### Action item
Reproduce the listing exactly. Omit pictures.
*** Opening Material for the task ***
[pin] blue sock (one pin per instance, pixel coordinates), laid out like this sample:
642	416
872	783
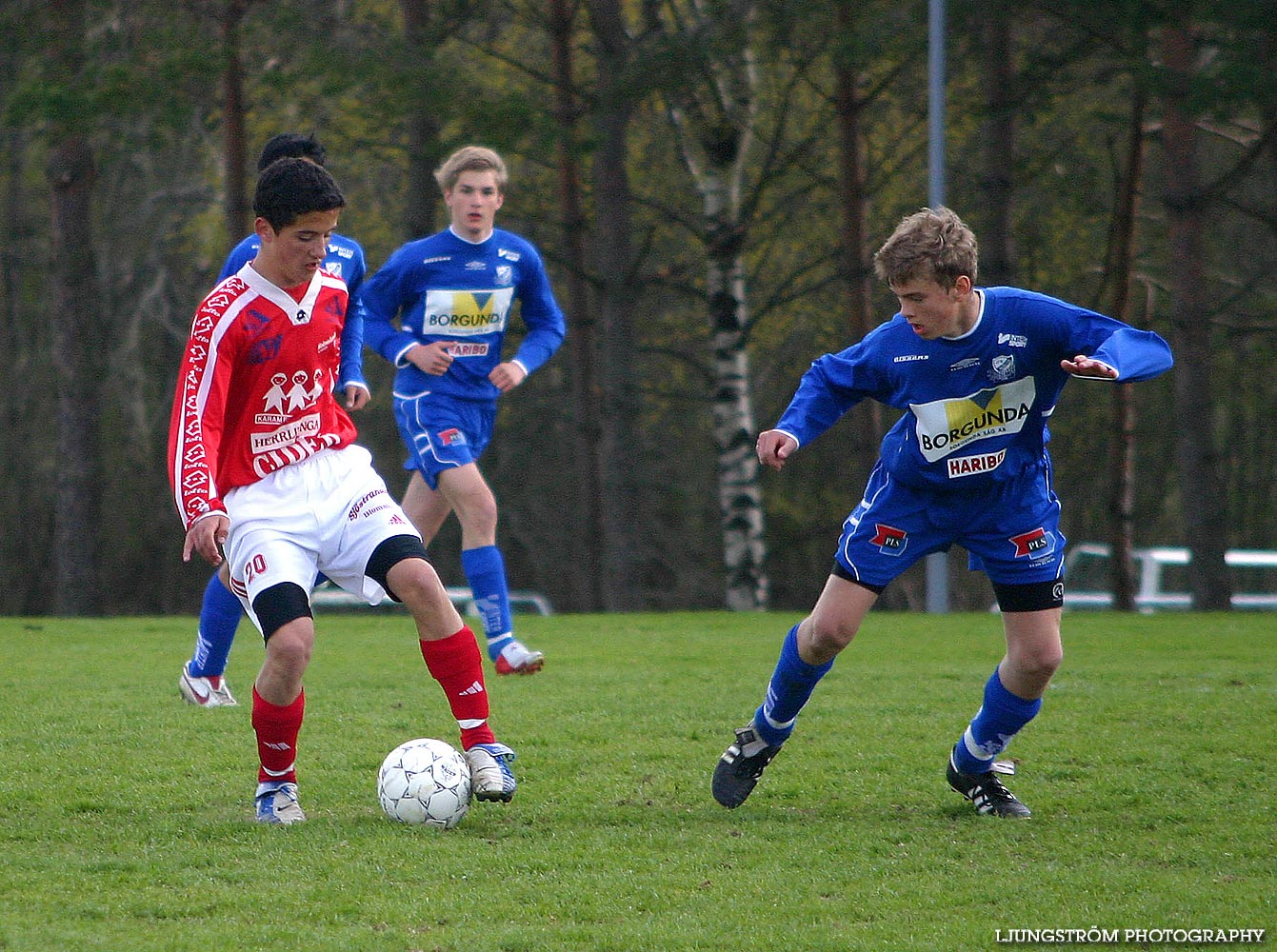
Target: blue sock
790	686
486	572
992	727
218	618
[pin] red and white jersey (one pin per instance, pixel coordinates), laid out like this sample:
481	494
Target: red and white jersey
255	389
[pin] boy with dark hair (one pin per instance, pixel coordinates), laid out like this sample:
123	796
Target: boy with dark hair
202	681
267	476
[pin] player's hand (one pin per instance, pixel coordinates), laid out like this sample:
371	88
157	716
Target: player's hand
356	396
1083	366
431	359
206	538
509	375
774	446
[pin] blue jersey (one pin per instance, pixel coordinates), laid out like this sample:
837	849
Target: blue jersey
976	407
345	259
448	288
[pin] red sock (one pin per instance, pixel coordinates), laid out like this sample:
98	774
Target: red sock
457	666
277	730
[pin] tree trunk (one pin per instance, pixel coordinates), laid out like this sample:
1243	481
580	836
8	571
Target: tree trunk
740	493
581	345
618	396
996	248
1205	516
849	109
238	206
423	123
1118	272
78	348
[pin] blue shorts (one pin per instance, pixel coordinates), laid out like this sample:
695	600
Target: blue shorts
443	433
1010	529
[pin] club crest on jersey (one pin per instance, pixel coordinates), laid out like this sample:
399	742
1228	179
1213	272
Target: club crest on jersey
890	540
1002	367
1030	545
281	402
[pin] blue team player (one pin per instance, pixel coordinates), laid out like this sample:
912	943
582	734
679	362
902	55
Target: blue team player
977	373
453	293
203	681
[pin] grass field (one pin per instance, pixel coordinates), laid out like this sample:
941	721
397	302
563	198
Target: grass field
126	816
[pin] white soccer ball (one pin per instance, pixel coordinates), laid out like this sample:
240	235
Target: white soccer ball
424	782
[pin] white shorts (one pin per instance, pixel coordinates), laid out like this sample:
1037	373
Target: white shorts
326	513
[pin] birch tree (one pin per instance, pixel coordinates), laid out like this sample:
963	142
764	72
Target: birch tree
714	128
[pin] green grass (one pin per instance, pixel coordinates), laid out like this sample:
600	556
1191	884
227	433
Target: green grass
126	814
*** Closing Material for the task ***
### Response to this exercise
[pin] blue sock (one pin per instance, pixel coordinates), laid out like this sample:
642	416
872	783
Target: blue sock
790	686
486	572
992	727
218	618
[pin] red and white jersey (one pin per instance, pixel coordinates), laid out like this sample:
481	494
Target: red and white jersey
255	389
[pin] boy with dark hair (one pin per instance, pixel coordinates), laid out like this sample:
123	796
Target: boy with dark hair
202	681
267	476
[pin] player's hand (one pin per instance, pixel coordinates), laid out like this sample:
371	88
157	716
Target: player's hand
356	396
1083	366
431	359
206	538
509	375
774	446
[pin] blue jersey (one pin per instance, pixel coordinates), laid out like this sample:
837	849
Target: blue jersey
976	407
345	259
448	288
[pin] red sock (one pin per instance, pixel coordinates), laid out like this sample:
98	774
Target: red sock
457	666
277	730
[pin] tree trunk (one pin per instance, pixel coordinates), laid out like this sample:
1243	481
580	836
8	571
Target: tree trunk
740	493
581	345
618	396
996	248
1205	516
849	109
238	206
423	123
1118	272
78	348
[pin] blue shorts (one pin per instance, pixel coordinates), laid out like this sample:
695	600
Target: blue shorts
443	433
1010	529
[pin] club crest on jersey (one pin per instance, pixel coordinates), laid out like this sample:
399	742
1228	179
1213	272
Target: club crest on jersey
890	540
1002	367
1030	545
281	402
[pin] blue team player (one pin per instance, pixel coordinates), laid out like this sample:
912	943
582	734
679	362
902	55
Target: blue team player
977	373
453	293
203	681
[pin] grass field (one pin per instance, pixel coordinates), laid out like this sample:
941	721
397	302
563	198
Target: grass field
126	816
[pin] white soccer ball (one pin per instance, pixel coordinates), laid out like this sample:
240	235
Target: white soccer ball
424	782
[pin] white shorts (one pin per instance, pixel coordinates), laid out like this sample:
1037	373
Target: white shorts
326	513
[pin] birch tree (one pin per instance, pixel coordinates), laid out like this sample:
963	142
764	72
Target: birch tree
714	128
[pin] green grass (one pin per instance, pixel coordinates), laid out like this sample:
600	556
1191	884
227	433
Target: green grass
126	814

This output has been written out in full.